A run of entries

---

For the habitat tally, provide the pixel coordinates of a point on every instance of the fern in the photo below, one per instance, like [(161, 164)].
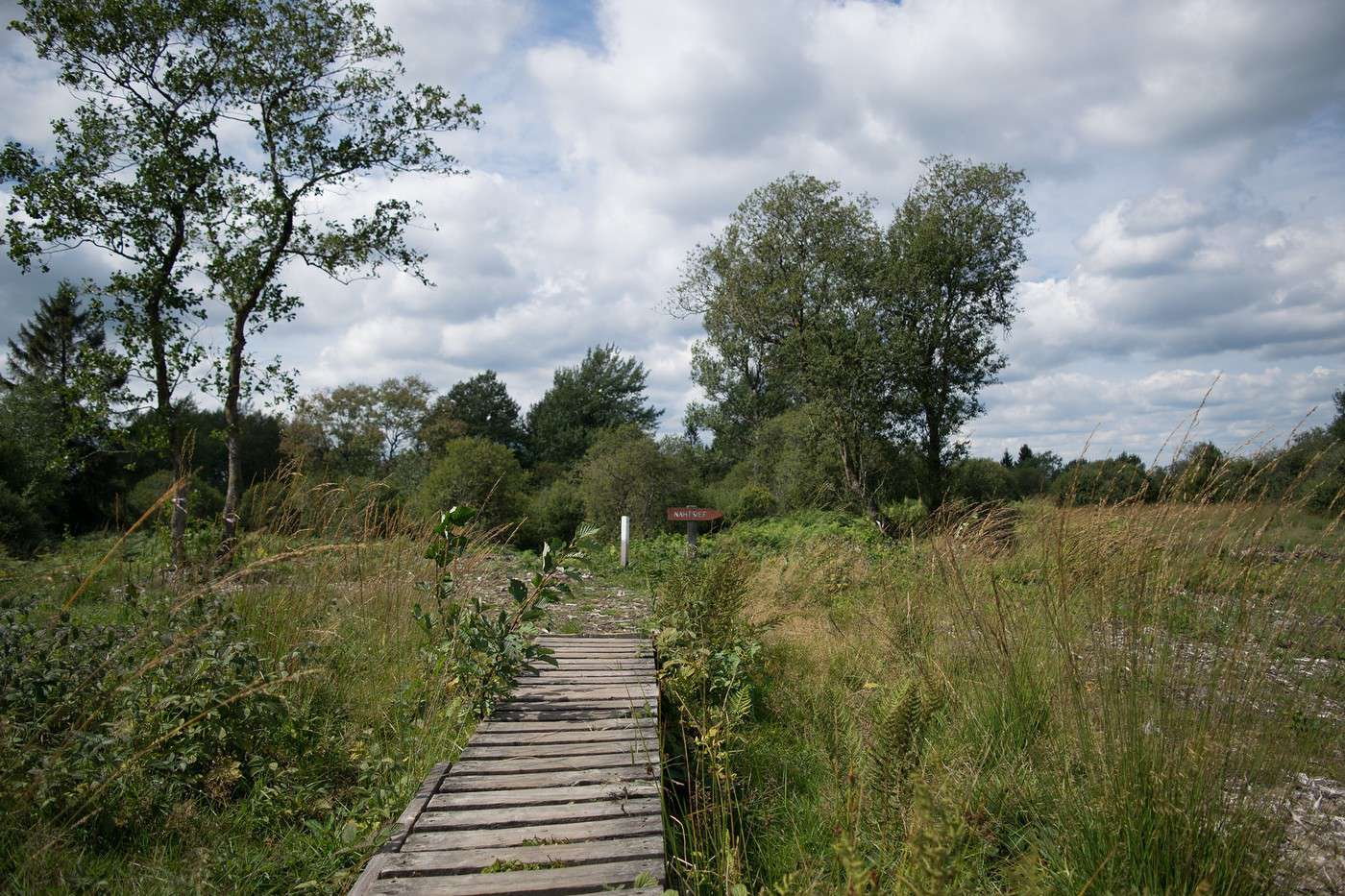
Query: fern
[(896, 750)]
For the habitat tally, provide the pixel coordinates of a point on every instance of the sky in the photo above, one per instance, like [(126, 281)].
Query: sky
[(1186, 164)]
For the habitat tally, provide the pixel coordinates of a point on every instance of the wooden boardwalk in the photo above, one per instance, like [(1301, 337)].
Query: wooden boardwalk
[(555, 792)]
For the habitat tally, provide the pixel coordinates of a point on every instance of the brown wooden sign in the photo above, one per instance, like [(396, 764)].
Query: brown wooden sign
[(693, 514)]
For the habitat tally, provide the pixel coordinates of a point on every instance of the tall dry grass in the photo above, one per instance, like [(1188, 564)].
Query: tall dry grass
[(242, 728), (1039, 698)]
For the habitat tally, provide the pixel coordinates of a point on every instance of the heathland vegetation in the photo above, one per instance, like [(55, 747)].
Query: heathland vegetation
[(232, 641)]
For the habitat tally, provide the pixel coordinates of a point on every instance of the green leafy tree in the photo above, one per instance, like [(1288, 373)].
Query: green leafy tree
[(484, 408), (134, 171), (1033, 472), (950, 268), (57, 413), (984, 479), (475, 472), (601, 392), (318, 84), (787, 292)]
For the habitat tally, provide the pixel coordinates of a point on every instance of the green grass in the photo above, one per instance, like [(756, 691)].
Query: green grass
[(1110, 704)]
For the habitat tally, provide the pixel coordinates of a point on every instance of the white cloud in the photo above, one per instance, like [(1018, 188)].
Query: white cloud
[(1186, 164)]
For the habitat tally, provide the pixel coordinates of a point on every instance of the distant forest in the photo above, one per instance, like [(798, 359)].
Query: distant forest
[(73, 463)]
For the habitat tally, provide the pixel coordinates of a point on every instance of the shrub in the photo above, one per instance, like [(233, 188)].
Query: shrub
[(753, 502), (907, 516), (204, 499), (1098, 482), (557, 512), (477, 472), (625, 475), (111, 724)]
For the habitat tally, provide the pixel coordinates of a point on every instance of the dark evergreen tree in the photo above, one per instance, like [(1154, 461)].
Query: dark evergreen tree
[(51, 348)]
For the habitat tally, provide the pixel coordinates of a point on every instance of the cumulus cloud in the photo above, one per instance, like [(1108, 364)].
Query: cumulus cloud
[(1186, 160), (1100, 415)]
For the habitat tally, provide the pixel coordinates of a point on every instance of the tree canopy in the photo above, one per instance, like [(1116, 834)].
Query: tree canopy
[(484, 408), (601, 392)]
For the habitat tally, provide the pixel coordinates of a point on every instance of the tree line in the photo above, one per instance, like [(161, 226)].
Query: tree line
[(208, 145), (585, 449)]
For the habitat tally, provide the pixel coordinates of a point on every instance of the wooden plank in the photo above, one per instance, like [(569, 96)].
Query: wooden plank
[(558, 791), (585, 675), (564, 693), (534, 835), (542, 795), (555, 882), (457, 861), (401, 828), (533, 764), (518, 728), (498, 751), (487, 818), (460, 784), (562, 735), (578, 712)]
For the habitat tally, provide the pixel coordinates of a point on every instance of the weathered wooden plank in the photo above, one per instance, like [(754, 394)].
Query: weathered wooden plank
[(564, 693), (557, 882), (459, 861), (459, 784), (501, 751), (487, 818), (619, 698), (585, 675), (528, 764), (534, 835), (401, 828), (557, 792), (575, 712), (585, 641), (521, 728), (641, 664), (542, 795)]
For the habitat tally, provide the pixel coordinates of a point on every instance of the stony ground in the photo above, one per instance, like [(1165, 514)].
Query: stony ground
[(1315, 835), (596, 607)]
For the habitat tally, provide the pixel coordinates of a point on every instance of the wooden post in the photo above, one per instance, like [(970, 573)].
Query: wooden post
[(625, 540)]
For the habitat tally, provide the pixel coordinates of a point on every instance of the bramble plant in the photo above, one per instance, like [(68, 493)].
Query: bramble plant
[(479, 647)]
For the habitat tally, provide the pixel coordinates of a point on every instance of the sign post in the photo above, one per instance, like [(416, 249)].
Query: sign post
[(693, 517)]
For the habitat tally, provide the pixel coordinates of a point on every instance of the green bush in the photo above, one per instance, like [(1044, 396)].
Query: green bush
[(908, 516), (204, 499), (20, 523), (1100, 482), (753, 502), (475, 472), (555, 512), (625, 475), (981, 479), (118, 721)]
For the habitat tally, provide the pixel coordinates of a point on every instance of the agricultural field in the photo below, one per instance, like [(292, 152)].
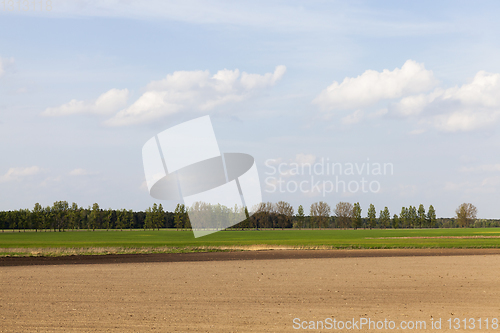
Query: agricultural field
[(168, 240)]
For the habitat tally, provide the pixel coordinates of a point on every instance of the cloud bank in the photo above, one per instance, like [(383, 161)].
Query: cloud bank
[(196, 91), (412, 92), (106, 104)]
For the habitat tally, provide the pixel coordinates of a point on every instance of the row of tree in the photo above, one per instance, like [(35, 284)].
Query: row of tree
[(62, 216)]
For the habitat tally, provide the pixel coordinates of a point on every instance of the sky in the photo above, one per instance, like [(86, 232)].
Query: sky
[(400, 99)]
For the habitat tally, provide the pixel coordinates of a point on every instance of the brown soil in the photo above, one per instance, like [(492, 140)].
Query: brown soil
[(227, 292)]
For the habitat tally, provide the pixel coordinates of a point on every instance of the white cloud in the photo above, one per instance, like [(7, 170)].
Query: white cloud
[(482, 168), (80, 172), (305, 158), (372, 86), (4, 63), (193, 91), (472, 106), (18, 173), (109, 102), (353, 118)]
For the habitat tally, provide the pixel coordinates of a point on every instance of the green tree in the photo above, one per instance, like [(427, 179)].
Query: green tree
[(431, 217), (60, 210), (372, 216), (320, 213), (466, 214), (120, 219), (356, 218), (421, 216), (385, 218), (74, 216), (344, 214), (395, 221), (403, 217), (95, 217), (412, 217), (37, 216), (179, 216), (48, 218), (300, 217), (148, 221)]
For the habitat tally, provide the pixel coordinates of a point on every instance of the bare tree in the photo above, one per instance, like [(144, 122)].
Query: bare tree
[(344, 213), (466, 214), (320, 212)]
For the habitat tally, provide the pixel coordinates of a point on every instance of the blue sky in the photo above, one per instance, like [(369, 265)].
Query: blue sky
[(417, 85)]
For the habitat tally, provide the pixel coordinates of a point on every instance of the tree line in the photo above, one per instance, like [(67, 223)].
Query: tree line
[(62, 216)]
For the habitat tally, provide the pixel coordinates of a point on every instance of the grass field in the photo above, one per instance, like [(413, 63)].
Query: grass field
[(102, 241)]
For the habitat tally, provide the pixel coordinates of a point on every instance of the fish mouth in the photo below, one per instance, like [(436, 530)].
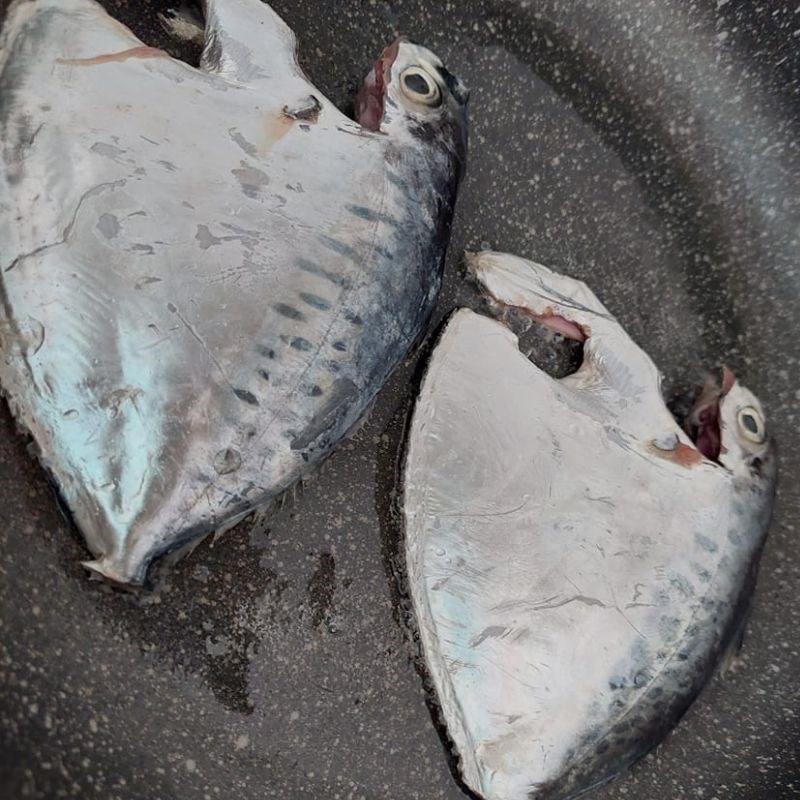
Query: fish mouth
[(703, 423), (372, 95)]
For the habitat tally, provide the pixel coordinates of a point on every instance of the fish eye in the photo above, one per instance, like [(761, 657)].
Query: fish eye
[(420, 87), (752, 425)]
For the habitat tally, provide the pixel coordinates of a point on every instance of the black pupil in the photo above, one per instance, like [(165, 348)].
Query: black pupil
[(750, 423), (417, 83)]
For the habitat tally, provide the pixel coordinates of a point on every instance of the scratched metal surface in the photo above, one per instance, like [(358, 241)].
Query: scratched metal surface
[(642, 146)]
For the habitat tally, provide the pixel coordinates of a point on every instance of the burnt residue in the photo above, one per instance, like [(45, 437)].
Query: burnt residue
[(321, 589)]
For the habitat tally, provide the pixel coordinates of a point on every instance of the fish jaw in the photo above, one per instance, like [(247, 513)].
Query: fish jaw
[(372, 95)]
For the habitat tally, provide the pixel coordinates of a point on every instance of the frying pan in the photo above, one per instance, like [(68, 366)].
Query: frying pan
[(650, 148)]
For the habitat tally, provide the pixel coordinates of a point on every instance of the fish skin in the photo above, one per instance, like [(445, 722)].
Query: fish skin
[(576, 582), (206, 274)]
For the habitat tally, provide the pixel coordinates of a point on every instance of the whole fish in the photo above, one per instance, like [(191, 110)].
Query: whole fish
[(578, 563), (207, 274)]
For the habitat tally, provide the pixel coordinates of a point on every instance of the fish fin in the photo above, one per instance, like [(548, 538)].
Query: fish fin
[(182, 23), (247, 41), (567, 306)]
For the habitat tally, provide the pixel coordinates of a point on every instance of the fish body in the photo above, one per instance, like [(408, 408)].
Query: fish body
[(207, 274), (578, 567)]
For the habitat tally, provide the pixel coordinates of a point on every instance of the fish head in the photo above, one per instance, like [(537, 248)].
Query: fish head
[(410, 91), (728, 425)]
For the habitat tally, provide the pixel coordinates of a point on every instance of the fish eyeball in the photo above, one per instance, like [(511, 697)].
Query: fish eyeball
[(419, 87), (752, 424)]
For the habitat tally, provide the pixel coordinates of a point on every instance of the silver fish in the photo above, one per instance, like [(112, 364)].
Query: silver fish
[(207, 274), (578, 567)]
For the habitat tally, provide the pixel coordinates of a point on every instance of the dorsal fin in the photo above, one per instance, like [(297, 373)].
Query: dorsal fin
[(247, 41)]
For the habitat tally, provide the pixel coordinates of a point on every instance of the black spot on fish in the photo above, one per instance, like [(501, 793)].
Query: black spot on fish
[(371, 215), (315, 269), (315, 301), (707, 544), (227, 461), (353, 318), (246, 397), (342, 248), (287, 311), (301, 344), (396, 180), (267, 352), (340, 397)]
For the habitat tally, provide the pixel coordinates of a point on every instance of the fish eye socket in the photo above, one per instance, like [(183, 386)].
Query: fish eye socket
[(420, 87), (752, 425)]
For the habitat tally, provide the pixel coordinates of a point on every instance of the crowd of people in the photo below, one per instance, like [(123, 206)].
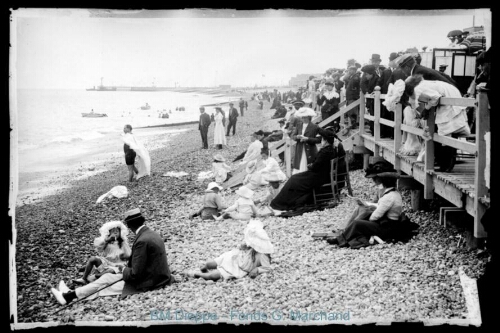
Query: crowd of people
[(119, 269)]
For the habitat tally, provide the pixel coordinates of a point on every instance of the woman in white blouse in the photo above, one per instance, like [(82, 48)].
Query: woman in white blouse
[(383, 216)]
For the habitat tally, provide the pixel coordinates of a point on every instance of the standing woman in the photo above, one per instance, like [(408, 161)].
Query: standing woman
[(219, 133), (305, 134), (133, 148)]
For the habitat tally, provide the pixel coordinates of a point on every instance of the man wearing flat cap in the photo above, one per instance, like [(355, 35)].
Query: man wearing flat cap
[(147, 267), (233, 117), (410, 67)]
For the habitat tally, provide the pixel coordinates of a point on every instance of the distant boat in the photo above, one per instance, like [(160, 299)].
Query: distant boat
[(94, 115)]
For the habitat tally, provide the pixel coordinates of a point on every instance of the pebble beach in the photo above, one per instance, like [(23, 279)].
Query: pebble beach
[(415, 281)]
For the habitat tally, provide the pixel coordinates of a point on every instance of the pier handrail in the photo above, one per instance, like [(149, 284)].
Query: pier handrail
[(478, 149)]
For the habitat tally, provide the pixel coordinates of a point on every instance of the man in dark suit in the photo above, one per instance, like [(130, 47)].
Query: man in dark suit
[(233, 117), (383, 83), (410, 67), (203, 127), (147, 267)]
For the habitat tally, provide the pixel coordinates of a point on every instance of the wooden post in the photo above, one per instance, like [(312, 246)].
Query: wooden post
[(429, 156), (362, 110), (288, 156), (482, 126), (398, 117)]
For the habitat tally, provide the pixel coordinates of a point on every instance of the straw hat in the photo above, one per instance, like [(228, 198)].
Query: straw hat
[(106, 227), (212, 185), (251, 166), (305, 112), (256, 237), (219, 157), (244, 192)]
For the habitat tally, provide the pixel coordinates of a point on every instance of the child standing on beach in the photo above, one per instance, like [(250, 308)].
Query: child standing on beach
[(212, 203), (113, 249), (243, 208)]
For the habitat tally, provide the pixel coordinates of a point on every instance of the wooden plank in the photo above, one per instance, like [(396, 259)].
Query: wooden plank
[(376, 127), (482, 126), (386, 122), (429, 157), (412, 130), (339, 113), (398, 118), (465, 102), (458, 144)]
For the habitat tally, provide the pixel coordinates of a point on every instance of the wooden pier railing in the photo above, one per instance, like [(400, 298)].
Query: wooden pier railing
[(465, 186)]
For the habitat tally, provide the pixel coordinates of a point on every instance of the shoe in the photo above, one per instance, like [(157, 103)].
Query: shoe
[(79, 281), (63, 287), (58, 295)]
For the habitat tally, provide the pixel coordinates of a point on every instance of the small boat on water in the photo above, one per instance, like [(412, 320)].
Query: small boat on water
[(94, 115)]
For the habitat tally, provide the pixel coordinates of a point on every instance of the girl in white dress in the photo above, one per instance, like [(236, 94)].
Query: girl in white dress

---

• Your objective: Rewrite the entries from the line with "like [(112, 364)]." to the line with "[(383, 216)]", putting "species survey" wherever "habitat tally" appears and leaving everything else unchanged. Omit the pictures from your answer.

• Exercise answer:
For the species survey, provide the pixel coordinates of a point on every instance of the silver fish in the photo above, one per instance, like [(112, 364)].
Query: silver fish
[(207, 274), (578, 567)]
For the species survey, provide the pixel coordinates of a point on every instance of the dorsal fin in the photo above, one per instance, like [(297, 373)].
Query: dorsal fin
[(247, 41)]
For the species survey, provide the pixel coordinates of a point on every instance of the black spot on fish in the photo above, one per instance, like [(501, 793)].
Query: black spot on fish
[(371, 215), (315, 269), (315, 301), (707, 544), (227, 461), (353, 318), (246, 397), (342, 248), (287, 311), (301, 344), (396, 180), (267, 352), (340, 397)]
For the species survey, provide the pixel coordinates of a point on every instance of the fish eye socket in the photo above, one per instance, like [(183, 386)].
Query: fish eye socket
[(420, 87), (752, 425)]
For the species survey, provide the pixel coordinates of a point on every instance of the crowd of people in the photo below, one per instance, like [(123, 206)].
Query: crowd of people
[(119, 269)]
For the species survey, provide the pixel coordinates of a point on every instance of the woman in white blouse in the photo above, one per instance, like [(82, 48)].
Query: woman in white blouse
[(383, 216)]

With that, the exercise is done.